··· ROWS ···
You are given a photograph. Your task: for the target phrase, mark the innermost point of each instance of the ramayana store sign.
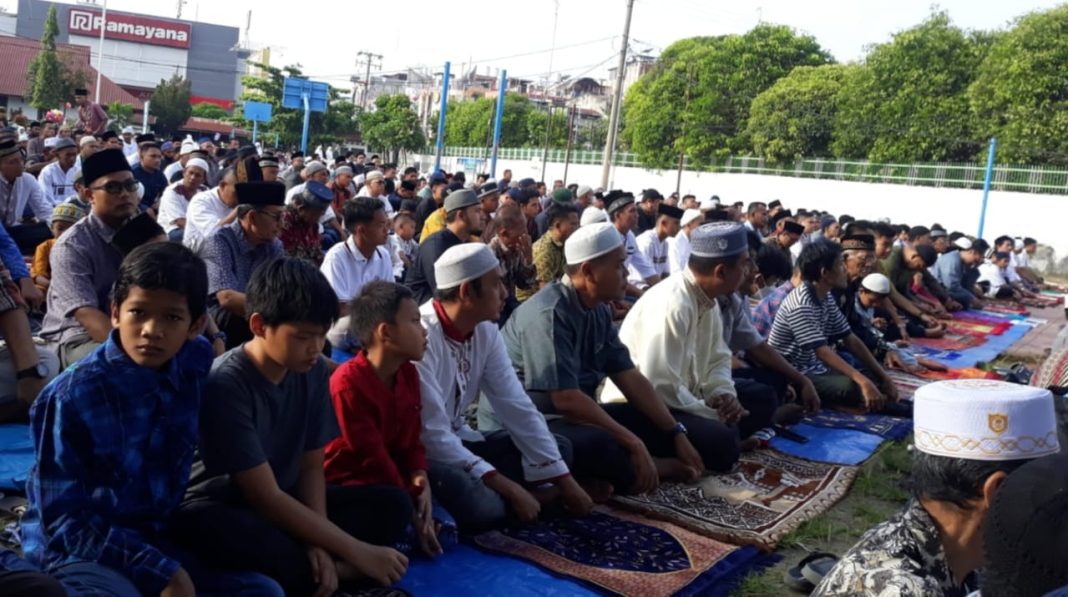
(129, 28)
···
··· ROWS ···
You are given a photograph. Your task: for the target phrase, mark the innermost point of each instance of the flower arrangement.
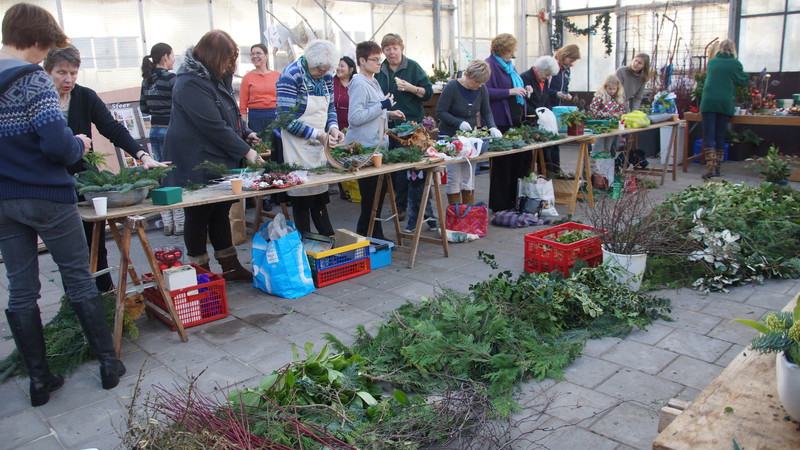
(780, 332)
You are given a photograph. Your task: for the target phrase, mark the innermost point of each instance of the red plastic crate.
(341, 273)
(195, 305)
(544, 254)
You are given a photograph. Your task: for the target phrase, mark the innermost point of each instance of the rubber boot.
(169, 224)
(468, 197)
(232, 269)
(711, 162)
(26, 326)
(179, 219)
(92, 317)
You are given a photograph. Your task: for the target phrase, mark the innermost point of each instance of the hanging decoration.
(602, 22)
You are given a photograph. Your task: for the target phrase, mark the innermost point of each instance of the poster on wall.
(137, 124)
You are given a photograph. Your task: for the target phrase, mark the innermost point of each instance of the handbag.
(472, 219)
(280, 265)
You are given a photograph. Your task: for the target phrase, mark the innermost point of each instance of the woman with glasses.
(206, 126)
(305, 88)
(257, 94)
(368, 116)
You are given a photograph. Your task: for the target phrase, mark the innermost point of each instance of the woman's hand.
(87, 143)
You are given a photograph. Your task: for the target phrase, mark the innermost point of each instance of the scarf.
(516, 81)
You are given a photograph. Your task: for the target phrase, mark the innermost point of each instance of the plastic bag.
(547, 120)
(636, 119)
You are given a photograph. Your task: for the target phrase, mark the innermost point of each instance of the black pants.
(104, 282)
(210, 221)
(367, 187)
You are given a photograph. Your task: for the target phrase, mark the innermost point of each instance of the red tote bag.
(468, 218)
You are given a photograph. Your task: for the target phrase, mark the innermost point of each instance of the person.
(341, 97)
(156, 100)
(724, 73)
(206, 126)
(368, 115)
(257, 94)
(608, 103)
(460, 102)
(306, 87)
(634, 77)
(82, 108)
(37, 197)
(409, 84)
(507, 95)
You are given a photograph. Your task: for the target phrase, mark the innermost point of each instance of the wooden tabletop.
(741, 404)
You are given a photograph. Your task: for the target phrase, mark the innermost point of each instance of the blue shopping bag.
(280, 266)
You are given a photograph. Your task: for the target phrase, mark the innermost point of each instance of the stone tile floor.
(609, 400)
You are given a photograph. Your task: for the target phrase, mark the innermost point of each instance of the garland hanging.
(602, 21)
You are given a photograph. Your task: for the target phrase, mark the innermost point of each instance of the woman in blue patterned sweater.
···
··· ROWS ···
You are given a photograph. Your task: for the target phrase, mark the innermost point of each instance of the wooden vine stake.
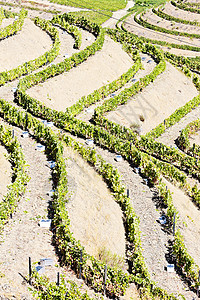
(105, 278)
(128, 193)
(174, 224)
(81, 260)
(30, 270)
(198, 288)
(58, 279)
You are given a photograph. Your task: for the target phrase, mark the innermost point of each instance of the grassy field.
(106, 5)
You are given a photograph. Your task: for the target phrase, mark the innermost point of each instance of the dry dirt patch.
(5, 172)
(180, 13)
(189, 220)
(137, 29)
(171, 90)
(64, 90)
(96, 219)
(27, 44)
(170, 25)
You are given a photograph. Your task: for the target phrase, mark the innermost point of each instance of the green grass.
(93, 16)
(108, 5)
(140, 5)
···
SHORT EXERCISE
Convert the lines of the material above into a numbered list with blank lines omitted. Begin at the line that contains "the wooden tabletop." and stop after the line that contains "blue patterned sweater.".

REPLY
1. You are given a photograph. Your task: for the target phrase, mark the innermost point of each instance of the wooden tabletop.
2. (741, 404)
3. You are given a photograph. Your task: for the target phrase, mark the innermost point of each instance of the blue shopping bag.
4. (280, 266)
5. You are given a photograph. Your task: for the target phrase, mark the innermost point of each instance of the stone tile floor.
6. (609, 400)
7. You are given a photograph. Your task: for the target phrase, mark the innermost point of each instance of the garland hanging.
8. (602, 21)
9. You are given a photograph. Your task: for the target phrase, mark the innermost point of each instance of the woman in blue patterned sweater.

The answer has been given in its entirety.